# Tarefa a realizar:
Como você resumiria em duas frases o trecho selecionado abaixo, sobre o resto na transmissão segundo Freud?

Nesse sentido, o transmissível no dispositivo de supervisão é incapaz de transmitir-se sem resto. Resto que opera como causa de desejo e que se abre à escuta clínica: “disseram-me mais do que elas próprias sabiam ou estavam preparadas para sustentar” diz Freud, fazendo referência a algo que passou como “resto”, operou como causa de desejo, e foi transmitido na enunciação dos mestres, no dizer que salta das entrelinhas, para além dos ditos.

Interessante perceber que Freud, no ano seguinte ao seu artigo “Contribuição à história do movimento psicanalítico” (1914b), ao escrever “A pulsão e seus destinos” (1915b), também faz referência a algo do passado “um resto” que se apresenta e se intromete nas investigações científicas no presente. Ele diz que na descrição dos fenômenos objetivos realizadas pelos pesquisadores, já estão presentes ideias abstratas tomadas de algum lugar, que não exclusivamente das novas experiências.

# Dados:
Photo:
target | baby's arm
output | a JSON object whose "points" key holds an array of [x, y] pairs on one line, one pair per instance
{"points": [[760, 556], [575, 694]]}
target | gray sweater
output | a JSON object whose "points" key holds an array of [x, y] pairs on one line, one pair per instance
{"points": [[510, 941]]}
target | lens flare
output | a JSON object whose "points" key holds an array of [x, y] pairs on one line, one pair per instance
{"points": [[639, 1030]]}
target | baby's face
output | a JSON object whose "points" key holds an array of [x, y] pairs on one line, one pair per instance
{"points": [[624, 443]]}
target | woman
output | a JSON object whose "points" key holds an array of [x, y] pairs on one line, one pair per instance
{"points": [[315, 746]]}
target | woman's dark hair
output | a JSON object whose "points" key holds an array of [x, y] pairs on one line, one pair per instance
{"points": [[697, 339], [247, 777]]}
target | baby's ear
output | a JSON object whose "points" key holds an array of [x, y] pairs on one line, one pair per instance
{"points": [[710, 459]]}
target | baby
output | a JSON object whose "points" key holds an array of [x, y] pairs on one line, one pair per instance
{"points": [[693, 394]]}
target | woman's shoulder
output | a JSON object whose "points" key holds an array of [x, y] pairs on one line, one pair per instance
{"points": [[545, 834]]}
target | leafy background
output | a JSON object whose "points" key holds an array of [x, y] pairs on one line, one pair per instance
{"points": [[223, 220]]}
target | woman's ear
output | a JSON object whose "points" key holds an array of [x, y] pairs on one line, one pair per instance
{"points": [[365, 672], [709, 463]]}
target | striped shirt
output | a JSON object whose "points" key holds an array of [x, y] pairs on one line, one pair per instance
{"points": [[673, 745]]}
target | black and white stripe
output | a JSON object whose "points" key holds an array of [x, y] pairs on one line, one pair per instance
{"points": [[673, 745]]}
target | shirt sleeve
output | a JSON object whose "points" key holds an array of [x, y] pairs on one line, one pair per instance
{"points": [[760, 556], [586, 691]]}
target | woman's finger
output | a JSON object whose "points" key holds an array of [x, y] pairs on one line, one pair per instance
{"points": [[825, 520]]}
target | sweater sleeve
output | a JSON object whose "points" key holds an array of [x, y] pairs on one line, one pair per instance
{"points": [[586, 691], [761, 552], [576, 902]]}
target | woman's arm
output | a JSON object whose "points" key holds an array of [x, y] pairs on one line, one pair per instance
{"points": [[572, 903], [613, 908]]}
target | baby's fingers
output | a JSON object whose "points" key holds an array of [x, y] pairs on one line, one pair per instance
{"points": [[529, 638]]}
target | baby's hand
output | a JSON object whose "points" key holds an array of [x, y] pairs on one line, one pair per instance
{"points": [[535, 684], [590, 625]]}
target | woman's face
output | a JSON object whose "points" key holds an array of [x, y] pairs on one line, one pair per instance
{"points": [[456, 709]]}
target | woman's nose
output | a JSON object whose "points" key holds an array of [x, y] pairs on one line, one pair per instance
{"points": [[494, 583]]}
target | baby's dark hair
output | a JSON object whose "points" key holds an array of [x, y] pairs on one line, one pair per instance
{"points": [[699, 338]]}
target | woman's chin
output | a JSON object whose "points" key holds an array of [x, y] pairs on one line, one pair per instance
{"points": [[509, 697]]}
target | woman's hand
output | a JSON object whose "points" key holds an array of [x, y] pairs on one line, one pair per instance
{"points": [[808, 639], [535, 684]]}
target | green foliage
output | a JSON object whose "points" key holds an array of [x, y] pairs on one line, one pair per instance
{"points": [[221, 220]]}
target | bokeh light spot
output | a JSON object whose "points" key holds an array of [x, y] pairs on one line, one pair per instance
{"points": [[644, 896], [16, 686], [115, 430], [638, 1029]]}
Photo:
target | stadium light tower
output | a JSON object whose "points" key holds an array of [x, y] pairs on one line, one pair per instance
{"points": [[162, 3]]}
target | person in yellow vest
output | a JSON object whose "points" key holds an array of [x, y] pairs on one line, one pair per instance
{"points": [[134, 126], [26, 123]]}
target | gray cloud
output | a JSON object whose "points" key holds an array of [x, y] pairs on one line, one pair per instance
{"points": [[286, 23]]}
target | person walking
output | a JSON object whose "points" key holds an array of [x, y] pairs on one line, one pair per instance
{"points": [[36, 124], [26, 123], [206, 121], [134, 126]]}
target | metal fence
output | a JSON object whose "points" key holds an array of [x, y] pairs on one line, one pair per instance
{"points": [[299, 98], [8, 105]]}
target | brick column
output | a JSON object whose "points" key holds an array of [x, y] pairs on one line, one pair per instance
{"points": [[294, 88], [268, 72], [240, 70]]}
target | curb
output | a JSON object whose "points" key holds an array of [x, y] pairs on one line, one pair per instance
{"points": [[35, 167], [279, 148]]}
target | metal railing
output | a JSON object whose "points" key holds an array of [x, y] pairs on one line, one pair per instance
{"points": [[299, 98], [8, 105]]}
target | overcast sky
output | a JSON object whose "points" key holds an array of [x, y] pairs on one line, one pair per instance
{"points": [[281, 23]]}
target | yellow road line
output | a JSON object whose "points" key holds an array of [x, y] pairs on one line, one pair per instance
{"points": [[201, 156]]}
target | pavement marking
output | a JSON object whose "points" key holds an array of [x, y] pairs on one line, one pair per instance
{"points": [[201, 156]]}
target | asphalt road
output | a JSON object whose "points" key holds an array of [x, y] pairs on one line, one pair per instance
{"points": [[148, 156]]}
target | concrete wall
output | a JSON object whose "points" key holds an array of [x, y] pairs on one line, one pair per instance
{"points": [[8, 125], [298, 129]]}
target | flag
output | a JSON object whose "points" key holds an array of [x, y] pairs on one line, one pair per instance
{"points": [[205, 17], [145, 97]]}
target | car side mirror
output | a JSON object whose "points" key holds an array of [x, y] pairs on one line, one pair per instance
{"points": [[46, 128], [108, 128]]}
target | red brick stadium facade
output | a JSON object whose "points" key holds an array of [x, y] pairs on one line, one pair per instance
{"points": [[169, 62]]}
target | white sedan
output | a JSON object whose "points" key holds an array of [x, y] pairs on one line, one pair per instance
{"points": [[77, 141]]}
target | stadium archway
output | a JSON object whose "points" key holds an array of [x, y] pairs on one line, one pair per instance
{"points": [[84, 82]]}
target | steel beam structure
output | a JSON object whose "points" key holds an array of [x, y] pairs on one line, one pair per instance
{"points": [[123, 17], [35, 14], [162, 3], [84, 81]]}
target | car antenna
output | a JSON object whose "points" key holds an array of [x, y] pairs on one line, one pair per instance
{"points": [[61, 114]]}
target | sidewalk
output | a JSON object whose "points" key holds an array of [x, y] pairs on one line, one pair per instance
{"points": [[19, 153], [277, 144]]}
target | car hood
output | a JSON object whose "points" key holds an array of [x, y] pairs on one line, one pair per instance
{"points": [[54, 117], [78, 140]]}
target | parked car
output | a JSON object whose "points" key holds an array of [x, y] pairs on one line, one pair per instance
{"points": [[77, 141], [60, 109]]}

# Resposta:
No dispositivo de supervisão, o que se transmite nunca passa sem resto, e esse resto opera como causa de desejo e é transmitido na enunciação dos mestres, para além dos ditos. Em "A pulsão e seus destinos" (1915b), Freud também se refere a um resto do passado que se intromete nas investigações científicas, pois a descrição dos fenômenos objetivos já traz ideias abstratas que não vêm exclusivamente das novas experiências.